■ TASK TO CARRY OUT ■
In the listing below, how many lines contain the word "wheat"? Please respond with the number only.
-- AVAILABLE DATA follows --
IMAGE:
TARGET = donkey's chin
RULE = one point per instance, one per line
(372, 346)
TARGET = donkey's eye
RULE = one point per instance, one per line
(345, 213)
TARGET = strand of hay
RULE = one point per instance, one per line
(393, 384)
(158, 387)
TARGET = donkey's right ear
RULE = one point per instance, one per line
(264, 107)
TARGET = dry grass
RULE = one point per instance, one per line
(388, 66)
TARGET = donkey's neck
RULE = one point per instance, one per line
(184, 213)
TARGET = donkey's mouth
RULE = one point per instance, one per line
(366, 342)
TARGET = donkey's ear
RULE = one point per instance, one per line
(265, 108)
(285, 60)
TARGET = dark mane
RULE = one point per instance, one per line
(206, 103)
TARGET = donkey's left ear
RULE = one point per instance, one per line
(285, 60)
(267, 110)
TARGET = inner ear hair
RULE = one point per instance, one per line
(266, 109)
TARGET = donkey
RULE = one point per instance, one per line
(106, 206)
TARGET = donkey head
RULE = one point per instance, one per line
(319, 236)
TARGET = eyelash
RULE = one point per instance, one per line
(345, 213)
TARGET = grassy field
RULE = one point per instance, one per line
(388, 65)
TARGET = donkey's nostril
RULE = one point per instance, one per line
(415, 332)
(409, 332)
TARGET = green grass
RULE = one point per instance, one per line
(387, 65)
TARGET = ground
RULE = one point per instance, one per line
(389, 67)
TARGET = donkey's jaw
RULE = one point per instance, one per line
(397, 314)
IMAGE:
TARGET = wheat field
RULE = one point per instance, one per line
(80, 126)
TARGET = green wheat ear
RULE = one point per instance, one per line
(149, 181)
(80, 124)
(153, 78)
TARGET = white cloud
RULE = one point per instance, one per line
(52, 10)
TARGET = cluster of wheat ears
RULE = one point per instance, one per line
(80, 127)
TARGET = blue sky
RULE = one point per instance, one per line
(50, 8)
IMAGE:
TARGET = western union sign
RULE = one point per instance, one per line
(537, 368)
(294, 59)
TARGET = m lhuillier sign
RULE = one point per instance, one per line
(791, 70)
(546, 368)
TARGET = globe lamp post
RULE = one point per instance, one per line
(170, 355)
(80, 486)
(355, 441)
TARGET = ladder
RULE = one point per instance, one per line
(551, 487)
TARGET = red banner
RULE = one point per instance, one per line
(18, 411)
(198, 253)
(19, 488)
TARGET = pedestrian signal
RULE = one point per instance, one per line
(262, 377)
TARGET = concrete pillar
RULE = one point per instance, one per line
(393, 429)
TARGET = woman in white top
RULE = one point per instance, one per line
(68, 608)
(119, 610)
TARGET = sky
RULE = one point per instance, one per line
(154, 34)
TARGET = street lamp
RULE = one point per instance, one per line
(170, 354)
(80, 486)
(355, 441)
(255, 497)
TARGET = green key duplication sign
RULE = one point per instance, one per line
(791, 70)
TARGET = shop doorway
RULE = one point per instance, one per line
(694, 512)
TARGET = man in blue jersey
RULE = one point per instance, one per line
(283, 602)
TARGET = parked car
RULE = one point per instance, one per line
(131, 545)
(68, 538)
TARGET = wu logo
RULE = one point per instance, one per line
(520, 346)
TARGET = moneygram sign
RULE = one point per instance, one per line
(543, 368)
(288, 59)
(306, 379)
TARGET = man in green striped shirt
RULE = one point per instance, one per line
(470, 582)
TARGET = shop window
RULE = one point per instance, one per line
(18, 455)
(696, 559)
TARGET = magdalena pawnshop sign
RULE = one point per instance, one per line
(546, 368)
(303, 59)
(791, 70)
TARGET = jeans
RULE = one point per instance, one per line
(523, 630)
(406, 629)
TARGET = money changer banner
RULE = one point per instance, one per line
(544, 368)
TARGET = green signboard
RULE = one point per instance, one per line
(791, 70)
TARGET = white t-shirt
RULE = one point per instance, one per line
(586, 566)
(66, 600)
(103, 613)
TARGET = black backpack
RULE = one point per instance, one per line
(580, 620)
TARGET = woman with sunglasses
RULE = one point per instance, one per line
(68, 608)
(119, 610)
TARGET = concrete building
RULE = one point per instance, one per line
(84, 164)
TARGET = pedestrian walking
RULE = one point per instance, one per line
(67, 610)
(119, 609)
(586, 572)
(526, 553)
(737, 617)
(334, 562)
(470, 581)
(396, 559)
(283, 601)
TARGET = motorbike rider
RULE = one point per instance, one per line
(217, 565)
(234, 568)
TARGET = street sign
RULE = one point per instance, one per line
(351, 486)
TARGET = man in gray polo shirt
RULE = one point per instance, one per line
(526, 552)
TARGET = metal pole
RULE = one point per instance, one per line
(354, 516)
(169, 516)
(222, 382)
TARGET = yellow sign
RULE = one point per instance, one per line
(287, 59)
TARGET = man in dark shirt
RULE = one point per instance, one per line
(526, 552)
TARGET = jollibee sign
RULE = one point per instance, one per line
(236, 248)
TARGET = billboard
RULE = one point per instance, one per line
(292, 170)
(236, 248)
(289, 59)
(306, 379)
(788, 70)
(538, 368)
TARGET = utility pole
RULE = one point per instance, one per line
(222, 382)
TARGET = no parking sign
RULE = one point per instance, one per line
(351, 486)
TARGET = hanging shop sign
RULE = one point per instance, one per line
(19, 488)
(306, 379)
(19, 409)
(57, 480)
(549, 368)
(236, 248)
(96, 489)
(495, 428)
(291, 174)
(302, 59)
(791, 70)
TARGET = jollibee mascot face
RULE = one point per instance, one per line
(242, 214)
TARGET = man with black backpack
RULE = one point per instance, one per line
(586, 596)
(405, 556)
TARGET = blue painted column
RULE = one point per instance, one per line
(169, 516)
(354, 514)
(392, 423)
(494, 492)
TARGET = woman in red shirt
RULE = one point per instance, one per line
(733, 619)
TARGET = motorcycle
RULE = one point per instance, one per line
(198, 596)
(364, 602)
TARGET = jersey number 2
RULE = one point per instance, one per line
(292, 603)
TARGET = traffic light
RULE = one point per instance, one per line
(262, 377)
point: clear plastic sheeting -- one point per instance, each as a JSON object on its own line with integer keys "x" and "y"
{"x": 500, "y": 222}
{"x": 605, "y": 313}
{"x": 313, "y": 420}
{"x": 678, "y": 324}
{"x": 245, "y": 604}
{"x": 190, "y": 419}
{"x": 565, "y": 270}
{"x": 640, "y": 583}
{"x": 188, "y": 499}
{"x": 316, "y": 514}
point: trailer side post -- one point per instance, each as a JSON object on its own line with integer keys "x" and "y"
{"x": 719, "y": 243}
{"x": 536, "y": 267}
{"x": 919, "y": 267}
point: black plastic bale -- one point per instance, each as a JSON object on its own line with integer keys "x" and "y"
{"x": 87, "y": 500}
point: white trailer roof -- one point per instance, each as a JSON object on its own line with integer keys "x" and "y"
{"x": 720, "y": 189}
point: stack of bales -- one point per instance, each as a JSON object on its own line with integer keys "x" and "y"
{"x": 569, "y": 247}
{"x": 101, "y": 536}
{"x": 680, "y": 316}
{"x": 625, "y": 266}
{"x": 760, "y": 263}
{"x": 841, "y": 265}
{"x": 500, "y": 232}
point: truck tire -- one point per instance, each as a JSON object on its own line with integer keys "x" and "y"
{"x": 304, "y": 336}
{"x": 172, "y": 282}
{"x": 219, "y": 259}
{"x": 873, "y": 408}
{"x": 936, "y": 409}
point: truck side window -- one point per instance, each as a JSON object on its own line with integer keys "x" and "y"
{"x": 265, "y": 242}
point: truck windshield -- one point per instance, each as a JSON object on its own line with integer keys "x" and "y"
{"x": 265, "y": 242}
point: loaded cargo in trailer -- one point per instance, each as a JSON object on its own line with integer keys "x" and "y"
-- AVAILABLE DATA concluded --
■ TASK SOLUTION ■
3